──────── Available data
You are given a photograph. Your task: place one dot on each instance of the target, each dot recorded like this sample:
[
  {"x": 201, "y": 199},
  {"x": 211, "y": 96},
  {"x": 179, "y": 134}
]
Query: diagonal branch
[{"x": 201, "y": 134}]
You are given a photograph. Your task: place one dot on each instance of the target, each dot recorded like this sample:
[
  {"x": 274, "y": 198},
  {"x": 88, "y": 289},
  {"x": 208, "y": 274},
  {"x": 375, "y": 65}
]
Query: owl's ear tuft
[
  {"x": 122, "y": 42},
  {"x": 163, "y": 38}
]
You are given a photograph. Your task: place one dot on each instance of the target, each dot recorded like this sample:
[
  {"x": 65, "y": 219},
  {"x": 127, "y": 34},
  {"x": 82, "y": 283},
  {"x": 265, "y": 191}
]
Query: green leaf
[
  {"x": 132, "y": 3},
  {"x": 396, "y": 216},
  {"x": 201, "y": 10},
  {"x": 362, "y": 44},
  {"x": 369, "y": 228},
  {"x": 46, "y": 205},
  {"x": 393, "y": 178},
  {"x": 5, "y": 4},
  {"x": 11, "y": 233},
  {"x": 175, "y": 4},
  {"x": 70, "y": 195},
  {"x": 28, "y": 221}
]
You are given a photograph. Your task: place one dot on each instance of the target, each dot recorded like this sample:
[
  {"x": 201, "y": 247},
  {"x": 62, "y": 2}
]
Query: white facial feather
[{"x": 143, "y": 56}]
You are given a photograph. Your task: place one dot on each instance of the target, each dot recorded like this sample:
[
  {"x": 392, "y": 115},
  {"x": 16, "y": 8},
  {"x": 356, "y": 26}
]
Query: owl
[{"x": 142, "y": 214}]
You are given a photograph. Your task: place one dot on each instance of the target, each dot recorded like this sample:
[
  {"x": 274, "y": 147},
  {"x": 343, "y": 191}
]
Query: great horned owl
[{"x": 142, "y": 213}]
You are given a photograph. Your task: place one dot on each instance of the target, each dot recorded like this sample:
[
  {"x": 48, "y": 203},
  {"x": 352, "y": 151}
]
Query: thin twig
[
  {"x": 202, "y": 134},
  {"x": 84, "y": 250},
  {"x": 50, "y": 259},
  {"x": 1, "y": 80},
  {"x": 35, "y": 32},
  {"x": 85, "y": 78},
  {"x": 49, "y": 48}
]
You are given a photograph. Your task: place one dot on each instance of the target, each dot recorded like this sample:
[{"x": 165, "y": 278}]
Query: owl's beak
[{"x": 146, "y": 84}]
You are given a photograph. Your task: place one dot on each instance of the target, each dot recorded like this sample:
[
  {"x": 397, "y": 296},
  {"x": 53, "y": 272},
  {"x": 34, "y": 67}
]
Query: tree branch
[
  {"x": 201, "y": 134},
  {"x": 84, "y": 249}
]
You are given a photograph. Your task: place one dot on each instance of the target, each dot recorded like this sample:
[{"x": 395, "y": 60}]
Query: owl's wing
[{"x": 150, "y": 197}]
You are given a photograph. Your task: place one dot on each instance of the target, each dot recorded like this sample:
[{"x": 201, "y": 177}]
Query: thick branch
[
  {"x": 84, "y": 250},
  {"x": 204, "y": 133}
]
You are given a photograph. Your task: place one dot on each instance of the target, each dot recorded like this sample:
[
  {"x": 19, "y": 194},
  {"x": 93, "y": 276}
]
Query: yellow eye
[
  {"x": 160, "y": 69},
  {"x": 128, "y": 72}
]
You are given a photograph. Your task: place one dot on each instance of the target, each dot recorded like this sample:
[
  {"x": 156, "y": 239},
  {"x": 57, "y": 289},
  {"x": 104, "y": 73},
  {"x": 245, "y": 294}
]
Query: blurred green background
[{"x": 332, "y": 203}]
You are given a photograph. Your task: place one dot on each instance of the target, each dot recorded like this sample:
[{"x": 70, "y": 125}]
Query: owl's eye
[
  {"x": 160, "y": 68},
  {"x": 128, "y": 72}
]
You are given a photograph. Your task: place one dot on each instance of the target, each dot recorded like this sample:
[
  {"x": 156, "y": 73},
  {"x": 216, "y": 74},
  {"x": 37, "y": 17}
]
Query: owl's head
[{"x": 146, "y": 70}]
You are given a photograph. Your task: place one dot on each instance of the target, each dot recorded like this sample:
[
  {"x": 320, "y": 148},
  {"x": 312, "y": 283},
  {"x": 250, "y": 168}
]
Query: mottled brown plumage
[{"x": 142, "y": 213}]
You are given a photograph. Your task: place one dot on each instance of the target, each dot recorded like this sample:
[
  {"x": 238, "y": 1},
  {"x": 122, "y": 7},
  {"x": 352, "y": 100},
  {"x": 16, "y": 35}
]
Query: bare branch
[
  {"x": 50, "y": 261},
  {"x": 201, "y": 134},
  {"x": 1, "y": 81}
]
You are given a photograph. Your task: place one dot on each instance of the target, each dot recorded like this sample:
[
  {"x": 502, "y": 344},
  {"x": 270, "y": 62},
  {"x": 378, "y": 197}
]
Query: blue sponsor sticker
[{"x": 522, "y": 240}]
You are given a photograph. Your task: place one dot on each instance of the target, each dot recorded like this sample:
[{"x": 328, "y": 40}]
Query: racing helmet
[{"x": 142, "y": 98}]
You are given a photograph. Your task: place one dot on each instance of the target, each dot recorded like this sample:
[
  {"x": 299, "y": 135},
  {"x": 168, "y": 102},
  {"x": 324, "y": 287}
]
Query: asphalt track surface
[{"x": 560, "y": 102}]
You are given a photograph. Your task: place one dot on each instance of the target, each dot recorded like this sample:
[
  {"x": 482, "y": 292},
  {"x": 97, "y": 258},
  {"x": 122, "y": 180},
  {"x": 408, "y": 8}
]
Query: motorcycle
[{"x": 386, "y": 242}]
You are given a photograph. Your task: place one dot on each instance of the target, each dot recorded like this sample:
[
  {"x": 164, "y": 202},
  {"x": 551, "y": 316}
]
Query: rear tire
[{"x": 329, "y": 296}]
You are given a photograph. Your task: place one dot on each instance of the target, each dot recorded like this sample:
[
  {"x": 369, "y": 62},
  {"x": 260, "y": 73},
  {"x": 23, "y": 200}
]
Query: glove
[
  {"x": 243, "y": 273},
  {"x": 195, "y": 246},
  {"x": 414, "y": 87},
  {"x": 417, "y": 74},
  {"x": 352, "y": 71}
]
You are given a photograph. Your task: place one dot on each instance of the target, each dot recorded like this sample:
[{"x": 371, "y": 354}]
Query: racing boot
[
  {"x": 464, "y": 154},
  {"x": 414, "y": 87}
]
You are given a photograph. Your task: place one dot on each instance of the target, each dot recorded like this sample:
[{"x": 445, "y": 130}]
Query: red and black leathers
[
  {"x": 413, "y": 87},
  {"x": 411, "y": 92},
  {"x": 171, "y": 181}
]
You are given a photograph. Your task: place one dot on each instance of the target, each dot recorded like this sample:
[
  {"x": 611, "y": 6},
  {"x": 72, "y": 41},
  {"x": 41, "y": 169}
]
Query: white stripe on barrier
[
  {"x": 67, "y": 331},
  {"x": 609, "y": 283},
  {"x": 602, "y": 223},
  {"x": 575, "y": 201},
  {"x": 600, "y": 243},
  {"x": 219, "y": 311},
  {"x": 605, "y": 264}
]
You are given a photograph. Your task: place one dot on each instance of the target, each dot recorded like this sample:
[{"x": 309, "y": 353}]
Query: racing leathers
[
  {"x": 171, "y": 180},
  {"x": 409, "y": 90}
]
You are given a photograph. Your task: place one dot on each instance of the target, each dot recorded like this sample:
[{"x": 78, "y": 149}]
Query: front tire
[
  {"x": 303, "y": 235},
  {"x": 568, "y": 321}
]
────────────────
Given exercise> List every line of the entries above that contains the word "white", copying each line in full.

Response>
Query: white facial feather
Query: white stripe on barrier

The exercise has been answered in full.